## Énoncé
Extrayez tel quel du texte sur Viki Geunes le passage qui commence à « En quinze ans, il » et se termine à « Dégustation à la clé. ».

Viki Geunes, en apesanteur

En 15 ans, il a calmement gravi les échelons de la gastronomie à la tête du ‘t Zilte, à Mol (2-étoiles). Viki Geunes monte dans les tours : dans un mois il s’installe avec toute sa brigade au dernier étage du flambant neuf Museum aan de Stroom (MAS), à Anvers.

En quinze ans, il a calmement gravi les échelons de la gastronomie à la tête du ‘t Zilte, à Mol (2-étoiles). Viki Geunes monte dans les tours : dans un mois il s’installe avec toute sa brigade au dernier étage du flambant neuf Museum aan de Stroom (MAS), à Anvers. Nous l’avons suivi en coulisses chez ses meilleurs fournisseurs. Dégustation à la clé.

Par Baudouin Galler / Photos : Julien Pohl

Parquet en bois clair, grands canapés moelleux, fières orchidées, l’appartement respire le neuf. Viki Geunes vient d’y emménager avec femme et enfant. À travers de grandes portes vitrées, la vue est imprenable sur l’Eilandje, quartier en pleine mutation des anciens docks où s’élève sur 60 mètres de verre et de grès indien le Museum aan de Stroom (MAS), nouveau phare culturel anversois. Dès la mi-mai, le chef fraîchement débarqué de sa campagne discrète officiera au sommet de cette tour flambant neuve signée par le bureau d’architectes néerlandais Neutelings Riedijk. Dans l’immédiat, le programme de la journée qu’il nous accorde entre deux cartons de déménagement s’annonce carrément alléchant : afin de mieux faire connaissance avec ce maestro dont on va beaucoup parler dans les mois qui viennent – en s’installant au MAS il devient en effet le seul 2-étoiles de la ville – nous lui avons demandé de nous emmener chez ses producteurs favoris et de retour chez lui de nous concocter une des recettes qui l’ont hissé parmi les meilleurs. Car c’est bien ce qu’il est.

Ascenseur gourmand
Il est pourtant parti d’en bas, Viki Geunes, avant de transformer la petite bourgade de Mol en étape gastronomique de tout premier plan. Il y a de l’American dream version diep Vlaanderen dans le parcours de ce Limbourgeois taiseux, tout en retenue et gestes méticuleux qui, à 38 ans, peut s’enorgueillir, mais ne le fait pas, de ses deux macarons au guide rouge. Formé sur le tas aux joies de la découpe et de la cuisson, aux peines des horaires difficiles et des clients ronchons, il se destine au départ à devenir ingénieur industriel quand en cours de cursus, mais contre l’avis de son père, ingénieur lui aussi, il prend finalement la lourde décision de décevoir sa famille. Une nécessité : « J’avais besoin de travailler de mes mains, confie-t-il en agitant ses doigts comme s’ils devenaient tout à coup incontrôlables. En revanche, j’ai promis à mon père d’atteindre un jour le top, il m’a donné son accord du bout des lèvres. »

## Extrait des données

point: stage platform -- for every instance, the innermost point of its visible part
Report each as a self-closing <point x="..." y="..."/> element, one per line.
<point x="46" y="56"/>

## Corrigé
En quinze ans, il a calmement gravi les échelons de la gastronomie à la tête du ‘t Zilte, à Mol (2-étoiles). Viki Geunes monte dans les tours : dans un mois il s’installe avec toute sa brigade au dernier étage du flambant neuf Museum aan de Stroom (MAS), à Anvers. Nous l’avons suivi en coulisses chez ses meilleurs fournisseurs. Dégustation à la clé.